What to work on:
Give the material as a Markdown table with the columns Row and Line, one numbered row per line. Start with the first line of the material, go on through the line containing "[166,336,245,473]", and omit blank lines and the pictures.

** begin Given information **

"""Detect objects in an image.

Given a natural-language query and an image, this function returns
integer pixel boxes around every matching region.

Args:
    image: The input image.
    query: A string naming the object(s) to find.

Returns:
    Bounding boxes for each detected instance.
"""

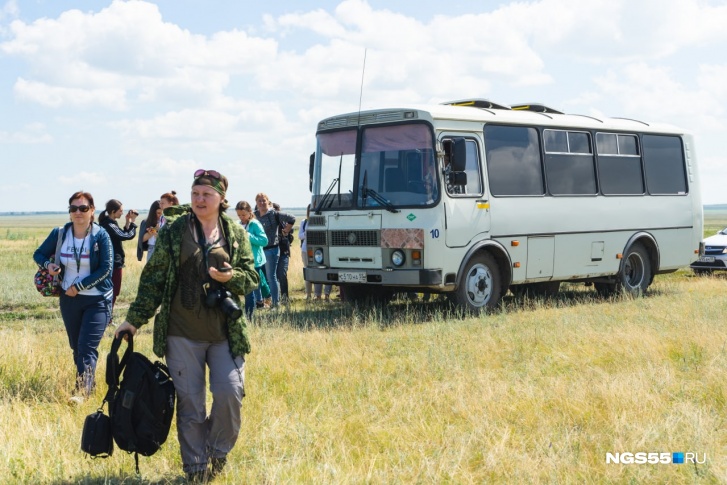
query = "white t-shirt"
[60,229,102,295]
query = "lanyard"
[71,226,91,273]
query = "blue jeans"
[275,253,290,298]
[264,246,280,307]
[60,293,111,394]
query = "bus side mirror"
[308,152,316,192]
[447,172,467,187]
[451,138,467,172]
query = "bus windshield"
[314,123,439,210]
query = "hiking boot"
[209,457,227,480]
[187,470,207,483]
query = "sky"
[0,0,727,212]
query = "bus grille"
[331,230,381,247]
[308,216,326,226]
[305,230,326,246]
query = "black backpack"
[102,332,176,473]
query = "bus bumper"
[303,268,442,286]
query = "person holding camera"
[116,170,259,481]
[136,200,162,261]
[98,199,139,308]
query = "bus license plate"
[338,271,366,283]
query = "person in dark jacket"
[136,200,162,261]
[98,199,139,306]
[116,170,259,482]
[33,192,114,403]
[255,192,295,308]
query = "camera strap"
[192,214,222,271]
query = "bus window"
[642,135,687,195]
[485,125,545,196]
[543,130,596,195]
[442,139,482,196]
[596,133,644,195]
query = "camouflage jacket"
[126,205,259,357]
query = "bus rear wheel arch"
[594,242,654,297]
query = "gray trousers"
[166,336,245,473]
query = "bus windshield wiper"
[361,185,401,214]
[314,178,340,215]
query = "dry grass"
[0,216,727,484]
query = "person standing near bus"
[235,200,270,320]
[33,191,114,398]
[115,169,259,482]
[98,199,139,306]
[255,192,295,308]
[136,200,162,261]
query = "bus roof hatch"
[442,98,510,110]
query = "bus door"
[442,134,490,248]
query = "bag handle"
[104,330,134,402]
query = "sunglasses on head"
[68,204,91,212]
[194,168,222,180]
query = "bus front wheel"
[452,253,501,313]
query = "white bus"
[305,99,702,312]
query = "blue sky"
[0,0,727,212]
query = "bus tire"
[452,252,501,313]
[616,243,654,296]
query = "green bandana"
[192,175,227,199]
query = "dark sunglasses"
[194,168,222,180]
[68,204,91,212]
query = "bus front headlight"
[391,249,406,267]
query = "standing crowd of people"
[33,170,331,482]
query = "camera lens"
[220,292,242,320]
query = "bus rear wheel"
[594,243,654,297]
[452,253,501,313]
[617,243,653,296]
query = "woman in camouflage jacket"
[116,170,259,481]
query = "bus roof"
[318,99,687,134]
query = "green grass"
[0,214,727,484]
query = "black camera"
[204,287,242,320]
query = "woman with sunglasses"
[116,170,259,482]
[33,192,114,403]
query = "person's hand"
[114,322,137,340]
[209,263,232,284]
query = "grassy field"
[0,213,727,484]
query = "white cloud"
[58,170,107,185]
[0,123,53,145]
[0,0,727,210]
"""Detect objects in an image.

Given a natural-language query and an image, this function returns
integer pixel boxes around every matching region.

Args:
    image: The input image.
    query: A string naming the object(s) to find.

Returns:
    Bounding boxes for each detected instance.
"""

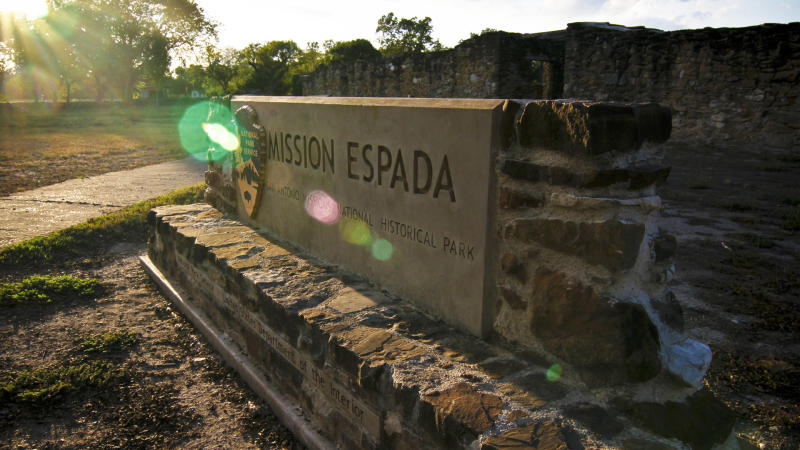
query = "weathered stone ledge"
[148,204,733,449]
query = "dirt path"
[0,139,800,449]
[660,145,800,449]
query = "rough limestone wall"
[564,23,800,150]
[303,32,564,98]
[494,100,711,388]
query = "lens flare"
[305,191,342,225]
[545,364,561,381]
[339,219,372,246]
[372,239,394,261]
[178,101,238,162]
[202,122,239,152]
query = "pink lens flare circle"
[306,191,342,225]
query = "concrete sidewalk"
[0,157,206,247]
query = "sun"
[0,0,47,19]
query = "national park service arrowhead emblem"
[232,105,267,218]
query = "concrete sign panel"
[232,96,502,335]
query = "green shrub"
[0,361,120,403]
[79,331,137,353]
[0,275,103,306]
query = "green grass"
[0,361,121,404]
[727,233,775,248]
[0,184,205,269]
[78,331,138,353]
[0,275,103,307]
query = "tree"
[326,39,381,62]
[42,0,215,99]
[375,12,442,56]
[205,45,239,95]
[172,64,208,95]
[239,41,302,95]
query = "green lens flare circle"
[545,364,561,381]
[178,101,239,162]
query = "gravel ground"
[0,244,302,449]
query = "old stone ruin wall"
[494,101,711,394]
[303,32,564,98]
[148,98,735,449]
[564,23,800,151]
[303,23,800,151]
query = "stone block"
[422,383,504,435]
[500,159,670,190]
[528,269,661,384]
[481,420,584,450]
[519,100,672,156]
[497,186,545,209]
[510,218,644,272]
[614,389,736,449]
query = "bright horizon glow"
[196,0,800,49]
[0,0,47,19]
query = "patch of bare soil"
[0,244,300,449]
[660,144,800,449]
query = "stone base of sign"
[142,204,735,449]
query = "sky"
[196,0,800,48]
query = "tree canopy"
[2,0,216,99]
[375,12,442,56]
[0,8,456,102]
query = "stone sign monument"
[145,96,733,449]
[231,96,503,335]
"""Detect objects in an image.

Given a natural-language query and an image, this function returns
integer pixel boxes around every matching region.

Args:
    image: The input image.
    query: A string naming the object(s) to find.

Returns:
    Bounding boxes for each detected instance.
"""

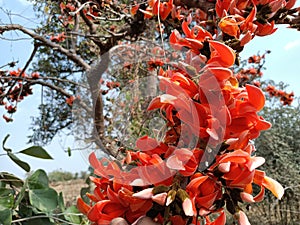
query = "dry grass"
[50,179,88,206]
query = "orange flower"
[186,173,222,211]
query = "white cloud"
[283,39,300,51]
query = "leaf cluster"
[0,170,85,225]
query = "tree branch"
[0,24,91,71]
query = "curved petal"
[263,176,284,199]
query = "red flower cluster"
[266,85,294,105]
[0,68,39,122]
[77,13,284,225]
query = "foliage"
[246,96,300,225]
[48,170,74,182]
[0,170,85,225]
[0,0,299,225]
[1,134,52,172]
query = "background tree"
[0,0,299,156]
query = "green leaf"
[2,134,12,152]
[57,192,66,211]
[27,169,49,189]
[0,209,12,225]
[0,172,24,187]
[20,146,53,159]
[0,188,14,210]
[14,180,27,209]
[29,188,58,212]
[68,147,71,157]
[7,152,30,172]
[64,205,81,224]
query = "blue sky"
[0,0,300,177]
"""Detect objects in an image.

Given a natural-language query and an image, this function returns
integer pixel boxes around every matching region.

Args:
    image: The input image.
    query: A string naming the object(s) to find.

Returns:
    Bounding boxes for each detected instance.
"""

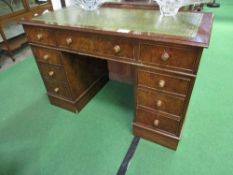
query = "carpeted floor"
[127,0,233,175]
[0,0,233,175]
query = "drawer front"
[44,79,71,99]
[38,63,66,82]
[140,44,198,72]
[56,31,135,59]
[31,46,62,65]
[138,69,190,95]
[137,88,185,116]
[136,109,179,135]
[24,26,56,46]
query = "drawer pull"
[161,51,170,61]
[66,38,73,46]
[49,71,54,77]
[158,80,166,88]
[36,33,43,41]
[43,54,49,61]
[113,45,121,54]
[156,100,163,107]
[54,88,59,93]
[154,120,159,126]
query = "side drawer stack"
[133,44,199,149]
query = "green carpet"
[127,0,233,175]
[0,58,133,175]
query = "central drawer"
[24,26,56,46]
[137,88,185,116]
[56,31,135,59]
[138,69,191,96]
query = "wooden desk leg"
[0,26,15,61]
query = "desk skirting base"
[133,123,180,150]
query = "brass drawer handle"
[153,119,159,127]
[43,54,49,61]
[53,88,60,93]
[156,100,163,107]
[66,38,73,46]
[158,80,166,88]
[49,71,54,77]
[36,33,43,41]
[161,51,170,61]
[113,45,121,54]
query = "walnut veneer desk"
[22,6,212,149]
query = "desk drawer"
[136,109,179,135]
[137,88,185,116]
[44,78,71,99]
[24,26,56,46]
[140,44,198,72]
[138,69,190,95]
[31,46,62,65]
[56,31,135,59]
[38,63,66,82]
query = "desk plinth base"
[133,123,179,150]
[48,75,108,113]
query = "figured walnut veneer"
[22,5,212,149]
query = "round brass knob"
[66,38,73,45]
[161,51,170,61]
[158,80,166,88]
[113,45,121,54]
[154,119,159,126]
[54,88,59,93]
[36,33,43,41]
[49,71,54,77]
[156,100,163,107]
[43,54,49,61]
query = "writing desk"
[22,6,212,149]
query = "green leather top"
[33,6,203,38]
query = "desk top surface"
[22,6,212,47]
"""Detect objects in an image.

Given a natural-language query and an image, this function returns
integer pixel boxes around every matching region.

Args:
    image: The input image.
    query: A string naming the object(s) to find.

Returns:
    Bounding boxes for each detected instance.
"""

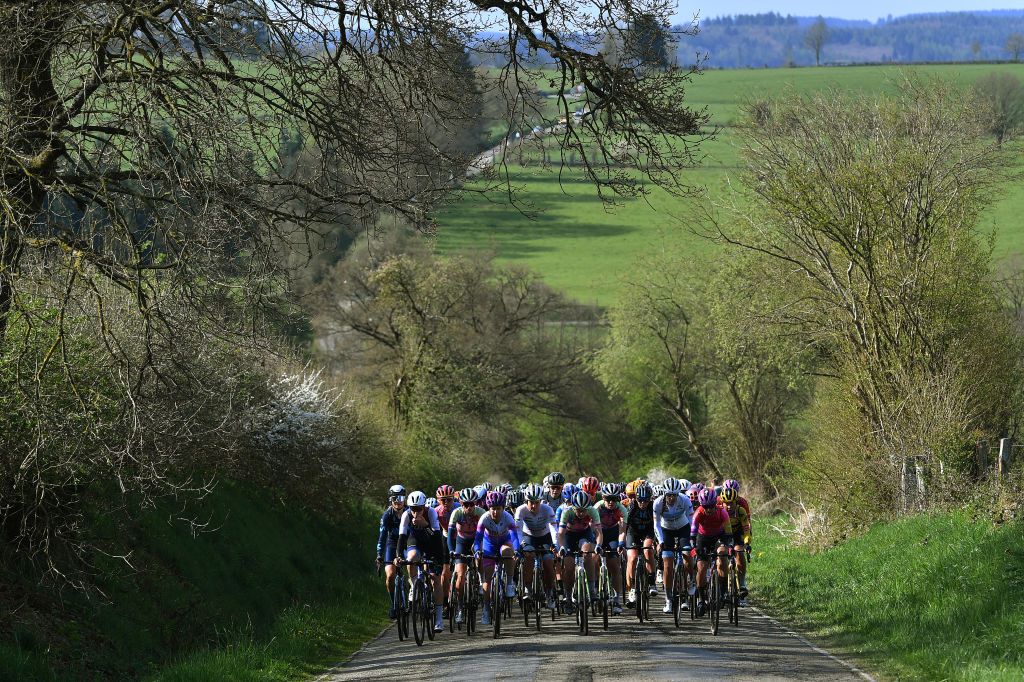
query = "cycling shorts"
[601,525,618,551]
[519,535,554,559]
[696,532,732,558]
[662,525,690,558]
[565,528,597,552]
[455,536,473,565]
[626,526,657,549]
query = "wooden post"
[999,438,1014,477]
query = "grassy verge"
[751,513,1024,680]
[0,483,386,682]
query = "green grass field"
[436,65,1024,305]
[0,481,387,682]
[753,512,1024,681]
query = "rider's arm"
[377,508,391,557]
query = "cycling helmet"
[505,491,526,509]
[662,477,683,495]
[601,483,623,496]
[697,487,718,507]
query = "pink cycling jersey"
[690,507,729,537]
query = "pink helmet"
[697,487,718,507]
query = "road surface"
[318,598,871,682]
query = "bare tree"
[0,0,706,577]
[804,16,828,67]
[1006,33,1024,61]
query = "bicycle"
[672,547,695,628]
[519,552,557,630]
[570,550,597,635]
[450,554,480,635]
[633,547,654,623]
[396,559,434,646]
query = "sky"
[676,0,1024,22]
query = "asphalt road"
[319,597,871,682]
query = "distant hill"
[674,9,1024,69]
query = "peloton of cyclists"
[377,471,751,632]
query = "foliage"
[717,75,1021,520]
[750,512,1024,680]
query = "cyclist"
[434,483,459,617]
[449,487,483,623]
[690,487,729,615]
[580,476,601,505]
[558,491,602,609]
[377,484,406,620]
[473,491,519,625]
[620,483,657,605]
[654,477,694,613]
[515,485,558,608]
[722,487,751,606]
[394,491,444,632]
[542,471,565,510]
[596,483,629,615]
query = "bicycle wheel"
[708,564,722,635]
[490,563,505,639]
[413,580,427,646]
[597,563,611,630]
[423,576,437,642]
[672,561,686,628]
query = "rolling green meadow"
[436,65,1024,306]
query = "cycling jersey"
[653,495,693,543]
[558,507,601,532]
[596,502,628,537]
[724,504,751,545]
[377,506,406,561]
[473,511,519,556]
[434,500,459,538]
[515,502,557,541]
[690,507,729,536]
[449,507,485,540]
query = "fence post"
[999,438,1014,476]
[974,440,988,476]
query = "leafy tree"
[804,16,828,67]
[718,81,1020,509]
[974,72,1024,145]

** end Given information **

Answer below:
| Row | Line |
|---|---|
| 1 | """Detect objects in an image. |
| 2 | Given a natural-language query and an image, this function returns |
| 3 | integer pixel boxes around every matching region. |
| 4 | Args: |
| 5 |     image: The input image. |
| 6 |     query: A string naming the object(s) to find. |
| 7 | Returns: |
| 8 |     Bounding boxes for each detected instance. |
| 9 | """ |
| 10 | query = "white t-shirt" |
| 11 | [60,229,102,295] |
| 12 | query = "lanyard" |
| 13 | [71,226,91,273] |
| 14 | query = "blue jeans" |
| 15 | [275,253,290,298] |
| 16 | [264,246,280,307] |
| 17 | [60,293,111,394] |
| 18 | query = "bus side mirror" |
| 19 | [308,152,316,192] |
| 20 | [447,172,467,187] |
| 21 | [451,138,467,172] |
| 22 | query = "bus windshield" |
| 23 | [314,123,439,210] |
| 24 | query = "hiking boot" |
| 25 | [209,457,227,480] |
| 26 | [187,470,207,483] |
| 27 | query = "sky" |
| 28 | [0,0,727,212] |
| 29 | query = "bus grille" |
| 30 | [331,230,381,247] |
| 31 | [308,216,326,226] |
| 32 | [305,230,326,246] |
| 33 | query = "black backpack" |
| 34 | [102,332,176,473] |
| 35 | query = "bus bumper" |
| 36 | [303,268,442,286] |
| 37 | query = "person holding camera" |
| 38 | [116,170,259,481] |
| 39 | [136,200,162,261] |
| 40 | [98,199,139,308] |
| 41 | query = "bus license plate" |
| 42 | [338,271,366,283] |
| 43 | query = "person in dark jacket" |
| 44 | [136,200,162,261] |
| 45 | [98,199,139,306] |
| 46 | [116,170,259,482] |
| 47 | [33,192,114,403] |
| 48 | [255,192,295,308] |
| 49 | query = "camera strap" |
| 50 | [192,214,222,271] |
| 51 | query = "bus window" |
| 52 | [642,135,687,195] |
| 53 | [485,125,545,196] |
| 54 | [543,130,596,195] |
| 55 | [442,139,482,196] |
| 56 | [596,133,644,195] |
| 57 | query = "camouflage jacket" |
| 58 | [126,205,259,357] |
| 59 | query = "bus rear wheel arch" |
| 60 | [594,242,654,297] |
| 61 | query = "gray trousers" |
| 62 | [166,336,245,473] |